WHAT NEEDS TO BE DONE -> Report every line in the records below that contains the word "purple". Case counts.

RECORDS FOR PROCESSING ->
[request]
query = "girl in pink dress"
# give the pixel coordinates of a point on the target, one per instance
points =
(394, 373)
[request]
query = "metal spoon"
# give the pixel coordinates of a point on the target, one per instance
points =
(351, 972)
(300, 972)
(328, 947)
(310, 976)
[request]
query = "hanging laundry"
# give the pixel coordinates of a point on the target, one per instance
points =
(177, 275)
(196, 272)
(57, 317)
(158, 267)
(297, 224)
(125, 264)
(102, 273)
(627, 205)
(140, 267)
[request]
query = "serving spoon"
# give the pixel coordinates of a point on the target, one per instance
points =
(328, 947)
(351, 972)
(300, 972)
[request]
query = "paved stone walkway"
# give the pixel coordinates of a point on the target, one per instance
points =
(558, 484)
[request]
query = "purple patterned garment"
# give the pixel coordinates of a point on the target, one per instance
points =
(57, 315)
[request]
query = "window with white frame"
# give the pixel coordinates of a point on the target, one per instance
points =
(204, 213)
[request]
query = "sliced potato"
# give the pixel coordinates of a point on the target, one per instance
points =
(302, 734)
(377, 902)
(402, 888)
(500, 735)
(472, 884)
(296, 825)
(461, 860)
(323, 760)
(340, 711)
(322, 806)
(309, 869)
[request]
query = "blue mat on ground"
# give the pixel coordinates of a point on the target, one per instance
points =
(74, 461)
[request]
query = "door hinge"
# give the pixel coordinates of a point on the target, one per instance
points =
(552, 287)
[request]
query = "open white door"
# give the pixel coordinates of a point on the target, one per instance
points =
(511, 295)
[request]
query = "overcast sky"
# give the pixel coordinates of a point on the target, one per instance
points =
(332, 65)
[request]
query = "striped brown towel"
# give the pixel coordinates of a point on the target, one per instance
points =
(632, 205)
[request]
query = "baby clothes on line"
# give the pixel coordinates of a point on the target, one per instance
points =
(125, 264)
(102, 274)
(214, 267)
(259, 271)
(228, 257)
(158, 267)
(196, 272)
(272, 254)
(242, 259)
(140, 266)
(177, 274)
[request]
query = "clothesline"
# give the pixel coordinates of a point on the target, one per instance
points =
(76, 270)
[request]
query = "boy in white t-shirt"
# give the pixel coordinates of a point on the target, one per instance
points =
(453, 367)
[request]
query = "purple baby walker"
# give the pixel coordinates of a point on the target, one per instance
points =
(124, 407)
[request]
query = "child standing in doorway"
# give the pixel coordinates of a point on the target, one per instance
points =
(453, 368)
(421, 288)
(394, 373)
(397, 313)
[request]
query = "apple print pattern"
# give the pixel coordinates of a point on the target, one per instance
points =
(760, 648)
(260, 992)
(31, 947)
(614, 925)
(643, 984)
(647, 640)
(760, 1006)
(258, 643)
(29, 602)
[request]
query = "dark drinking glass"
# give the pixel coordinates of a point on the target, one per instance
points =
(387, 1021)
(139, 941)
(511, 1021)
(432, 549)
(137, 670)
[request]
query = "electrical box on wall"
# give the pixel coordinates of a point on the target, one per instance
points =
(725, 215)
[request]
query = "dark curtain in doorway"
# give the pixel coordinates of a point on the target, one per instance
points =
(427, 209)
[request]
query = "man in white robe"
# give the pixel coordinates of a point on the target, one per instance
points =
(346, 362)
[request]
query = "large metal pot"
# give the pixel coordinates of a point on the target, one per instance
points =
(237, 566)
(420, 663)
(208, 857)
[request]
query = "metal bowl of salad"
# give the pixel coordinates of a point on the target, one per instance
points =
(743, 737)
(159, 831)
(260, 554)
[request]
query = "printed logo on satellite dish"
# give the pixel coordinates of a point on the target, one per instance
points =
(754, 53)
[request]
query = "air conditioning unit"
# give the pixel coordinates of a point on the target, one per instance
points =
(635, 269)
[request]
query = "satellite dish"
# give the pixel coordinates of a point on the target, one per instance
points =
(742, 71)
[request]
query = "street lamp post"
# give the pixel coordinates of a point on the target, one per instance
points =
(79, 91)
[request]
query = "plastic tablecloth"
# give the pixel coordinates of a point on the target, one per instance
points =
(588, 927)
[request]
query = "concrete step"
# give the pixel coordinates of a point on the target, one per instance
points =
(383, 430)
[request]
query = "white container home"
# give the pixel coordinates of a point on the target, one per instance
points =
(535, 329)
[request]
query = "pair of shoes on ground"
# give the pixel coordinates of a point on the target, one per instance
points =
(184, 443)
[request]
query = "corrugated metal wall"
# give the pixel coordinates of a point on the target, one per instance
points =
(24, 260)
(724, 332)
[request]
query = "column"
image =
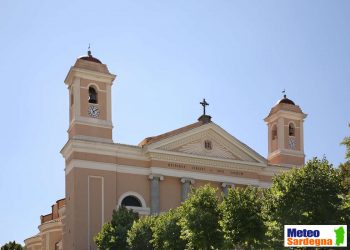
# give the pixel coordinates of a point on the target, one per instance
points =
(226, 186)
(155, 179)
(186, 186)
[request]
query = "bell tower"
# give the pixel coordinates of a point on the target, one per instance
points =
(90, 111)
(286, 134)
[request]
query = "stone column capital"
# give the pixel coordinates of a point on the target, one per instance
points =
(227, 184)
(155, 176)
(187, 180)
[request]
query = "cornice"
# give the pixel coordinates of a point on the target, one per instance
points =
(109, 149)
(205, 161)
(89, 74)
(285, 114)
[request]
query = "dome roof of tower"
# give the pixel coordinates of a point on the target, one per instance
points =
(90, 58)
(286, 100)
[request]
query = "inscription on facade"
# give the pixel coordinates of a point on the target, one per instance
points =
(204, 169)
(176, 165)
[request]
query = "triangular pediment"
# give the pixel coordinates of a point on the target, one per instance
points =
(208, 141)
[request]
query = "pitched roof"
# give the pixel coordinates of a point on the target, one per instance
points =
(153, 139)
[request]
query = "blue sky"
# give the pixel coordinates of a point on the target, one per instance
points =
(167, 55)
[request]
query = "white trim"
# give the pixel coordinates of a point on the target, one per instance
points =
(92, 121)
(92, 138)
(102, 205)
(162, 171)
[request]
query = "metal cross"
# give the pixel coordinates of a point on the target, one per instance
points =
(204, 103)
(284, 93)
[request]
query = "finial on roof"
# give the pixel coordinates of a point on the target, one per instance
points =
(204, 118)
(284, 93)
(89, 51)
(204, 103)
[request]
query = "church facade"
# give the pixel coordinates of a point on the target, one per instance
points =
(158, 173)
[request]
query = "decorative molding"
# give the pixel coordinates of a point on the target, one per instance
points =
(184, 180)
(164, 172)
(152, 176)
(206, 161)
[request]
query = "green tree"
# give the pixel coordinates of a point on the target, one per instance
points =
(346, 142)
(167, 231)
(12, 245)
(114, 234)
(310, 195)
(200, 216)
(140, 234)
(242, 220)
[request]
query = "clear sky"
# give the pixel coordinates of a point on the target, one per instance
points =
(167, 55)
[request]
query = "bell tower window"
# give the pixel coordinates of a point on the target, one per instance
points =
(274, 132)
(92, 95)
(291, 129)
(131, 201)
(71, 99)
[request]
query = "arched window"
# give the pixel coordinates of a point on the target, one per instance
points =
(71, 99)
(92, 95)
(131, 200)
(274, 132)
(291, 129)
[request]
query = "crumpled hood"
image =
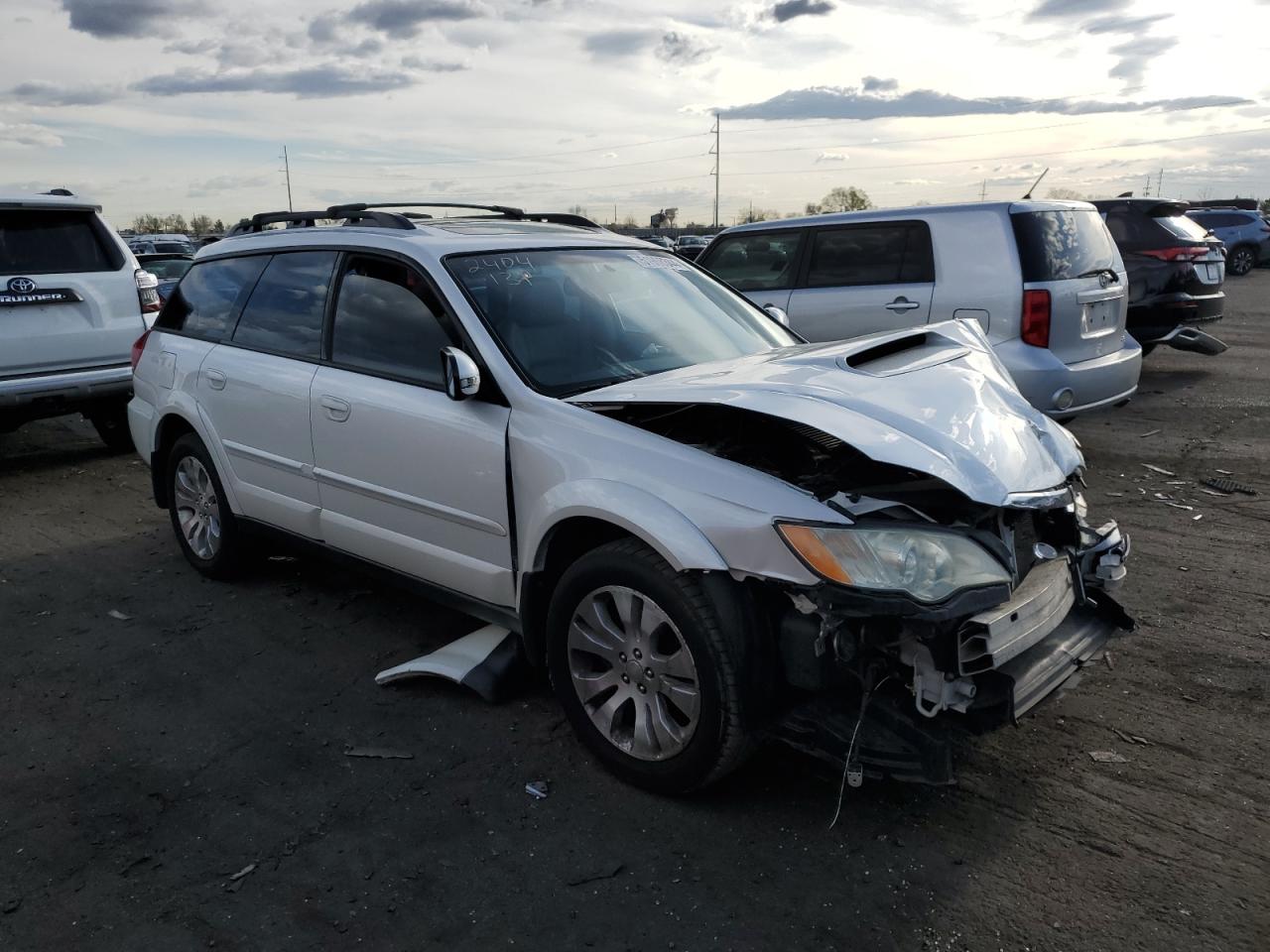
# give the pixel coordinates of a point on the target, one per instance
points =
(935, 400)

* * *

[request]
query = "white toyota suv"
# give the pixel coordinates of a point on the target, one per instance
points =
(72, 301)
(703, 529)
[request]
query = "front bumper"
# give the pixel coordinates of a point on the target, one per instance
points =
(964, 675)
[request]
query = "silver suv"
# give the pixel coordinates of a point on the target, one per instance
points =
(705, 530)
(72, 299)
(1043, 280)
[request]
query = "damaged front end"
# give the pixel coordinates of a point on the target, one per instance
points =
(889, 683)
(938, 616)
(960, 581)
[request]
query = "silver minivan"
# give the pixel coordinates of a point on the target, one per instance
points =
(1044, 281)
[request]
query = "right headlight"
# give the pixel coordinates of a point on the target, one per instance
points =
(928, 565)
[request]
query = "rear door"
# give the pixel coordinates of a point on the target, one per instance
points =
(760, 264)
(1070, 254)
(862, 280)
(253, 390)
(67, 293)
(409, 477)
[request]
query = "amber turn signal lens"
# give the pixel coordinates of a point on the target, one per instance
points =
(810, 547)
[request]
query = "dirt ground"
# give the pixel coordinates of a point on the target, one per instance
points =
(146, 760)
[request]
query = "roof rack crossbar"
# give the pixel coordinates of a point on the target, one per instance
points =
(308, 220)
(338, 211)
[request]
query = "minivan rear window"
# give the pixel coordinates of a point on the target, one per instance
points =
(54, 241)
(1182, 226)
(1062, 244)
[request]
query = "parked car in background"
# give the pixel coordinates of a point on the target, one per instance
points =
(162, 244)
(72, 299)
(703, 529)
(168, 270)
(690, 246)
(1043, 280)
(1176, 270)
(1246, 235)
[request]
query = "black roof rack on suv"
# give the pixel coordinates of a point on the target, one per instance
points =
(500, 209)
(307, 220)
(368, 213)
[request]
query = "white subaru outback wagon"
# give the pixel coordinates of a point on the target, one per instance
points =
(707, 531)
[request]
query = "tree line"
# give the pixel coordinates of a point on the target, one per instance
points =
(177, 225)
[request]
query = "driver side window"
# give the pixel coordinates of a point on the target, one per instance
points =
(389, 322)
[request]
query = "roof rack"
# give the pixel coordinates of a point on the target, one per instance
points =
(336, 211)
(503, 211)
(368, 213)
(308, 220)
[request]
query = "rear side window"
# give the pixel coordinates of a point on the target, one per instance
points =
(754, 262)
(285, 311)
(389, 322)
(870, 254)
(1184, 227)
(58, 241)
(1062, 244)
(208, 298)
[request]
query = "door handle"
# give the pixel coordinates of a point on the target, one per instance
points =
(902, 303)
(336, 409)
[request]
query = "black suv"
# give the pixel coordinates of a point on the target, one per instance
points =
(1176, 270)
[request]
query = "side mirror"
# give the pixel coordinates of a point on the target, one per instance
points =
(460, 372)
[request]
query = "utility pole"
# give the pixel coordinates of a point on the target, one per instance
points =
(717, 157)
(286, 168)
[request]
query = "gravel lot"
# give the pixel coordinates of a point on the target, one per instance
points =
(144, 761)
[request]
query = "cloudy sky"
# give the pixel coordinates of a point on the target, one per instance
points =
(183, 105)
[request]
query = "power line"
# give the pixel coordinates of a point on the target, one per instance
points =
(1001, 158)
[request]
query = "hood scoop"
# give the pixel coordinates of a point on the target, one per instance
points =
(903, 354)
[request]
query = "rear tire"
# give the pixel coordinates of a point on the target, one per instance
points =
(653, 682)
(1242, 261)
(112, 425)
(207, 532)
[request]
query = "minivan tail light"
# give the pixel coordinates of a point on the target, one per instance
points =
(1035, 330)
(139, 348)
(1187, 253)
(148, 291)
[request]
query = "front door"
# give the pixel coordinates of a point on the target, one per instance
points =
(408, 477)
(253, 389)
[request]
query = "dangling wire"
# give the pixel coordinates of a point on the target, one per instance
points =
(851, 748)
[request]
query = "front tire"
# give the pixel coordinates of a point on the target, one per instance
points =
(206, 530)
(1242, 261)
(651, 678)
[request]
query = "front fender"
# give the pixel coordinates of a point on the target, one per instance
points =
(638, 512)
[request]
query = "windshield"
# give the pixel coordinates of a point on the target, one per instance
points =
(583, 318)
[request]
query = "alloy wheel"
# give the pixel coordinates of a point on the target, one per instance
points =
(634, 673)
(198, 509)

* * *

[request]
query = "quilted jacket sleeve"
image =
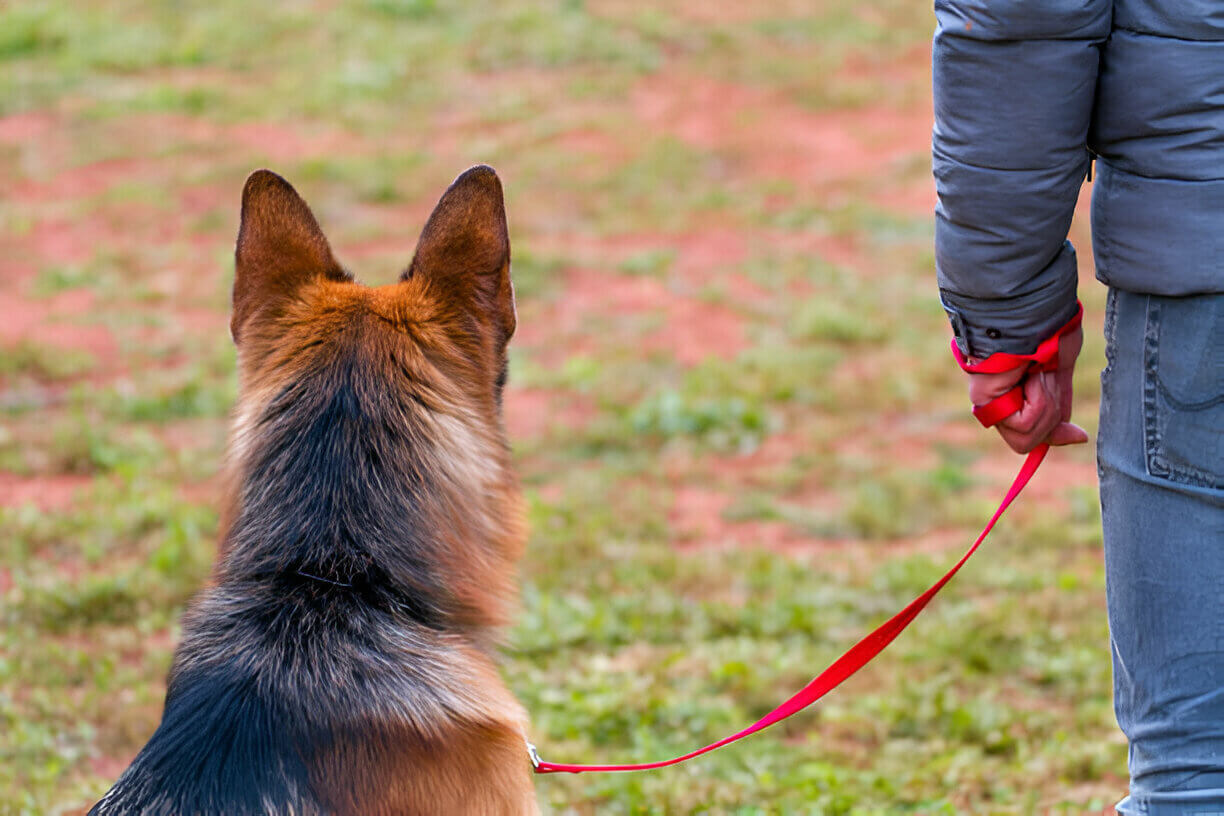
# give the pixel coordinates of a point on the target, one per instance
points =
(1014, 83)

EXPECTED OUTPUT ->
query = "purple patterned garment"
query = "purple baby walker"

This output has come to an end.